- **INSTRUCTIONS FOR THE TASK**
Output each of the records below line for line with no changes, leaving out the pictures.

[Image box annotation records]
◆ ◆ ◆
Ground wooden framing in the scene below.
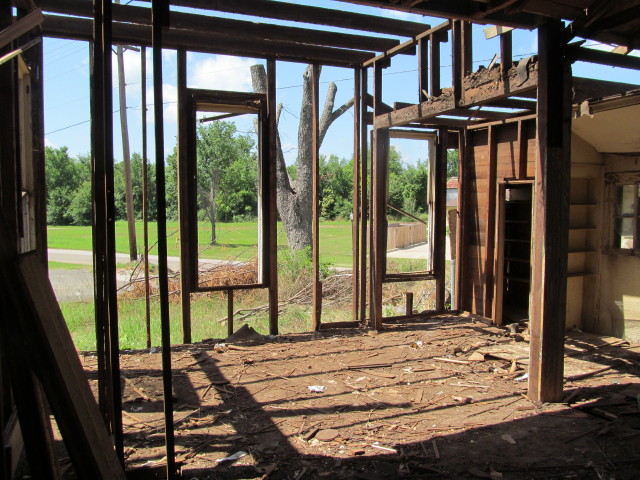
[311,64,322,331]
[529,21,571,402]
[5,0,640,472]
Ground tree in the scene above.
[447,149,458,180]
[251,65,353,250]
[45,147,80,225]
[197,121,257,245]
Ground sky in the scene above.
[44,0,640,169]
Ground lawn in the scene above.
[47,221,358,266]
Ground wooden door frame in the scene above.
[491,179,533,325]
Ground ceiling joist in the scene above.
[40,0,404,53]
[43,14,374,67]
[134,0,425,37]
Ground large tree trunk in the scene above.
[251,65,353,250]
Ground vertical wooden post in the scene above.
[140,46,151,348]
[429,33,442,97]
[369,62,389,330]
[151,0,176,478]
[451,20,463,106]
[484,125,498,318]
[262,59,278,335]
[0,2,19,242]
[518,120,528,180]
[433,128,447,312]
[500,30,513,75]
[89,2,113,432]
[311,64,322,331]
[360,68,371,321]
[177,50,191,343]
[458,129,469,310]
[227,288,233,337]
[461,22,473,78]
[529,20,571,402]
[404,292,413,315]
[418,37,429,103]
[351,68,362,322]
◆ ◆ ◆
- **ANSWER FOR THE TASK**
Ground wooden framing in the scene below.
[311,64,322,331]
[529,21,571,402]
[5,0,640,472]
Ground tree in the scene above.
[447,149,458,180]
[251,65,353,250]
[45,147,80,225]
[197,121,257,245]
Ground sky in the scene above.
[44,0,640,169]
Ground lawn in the scene above.
[47,221,358,266]
Ground wooden door frame in the scene above.
[491,179,533,325]
Ground ceiling joist in the scene above.
[40,0,404,53]
[43,14,374,67]
[134,0,425,37]
Ground large tree trunk in the scene above.
[251,65,353,250]
Ground vertical wooden post in the scene above.
[140,46,151,348]
[429,33,442,97]
[369,62,389,330]
[151,0,176,478]
[451,20,463,106]
[484,125,498,318]
[262,59,278,335]
[0,2,19,242]
[518,120,528,180]
[433,128,447,312]
[500,30,513,75]
[89,2,113,432]
[311,64,322,331]
[360,68,371,321]
[177,50,191,343]
[458,129,469,310]
[227,288,233,337]
[461,22,473,78]
[529,20,571,402]
[404,292,413,315]
[418,37,429,103]
[351,68,362,322]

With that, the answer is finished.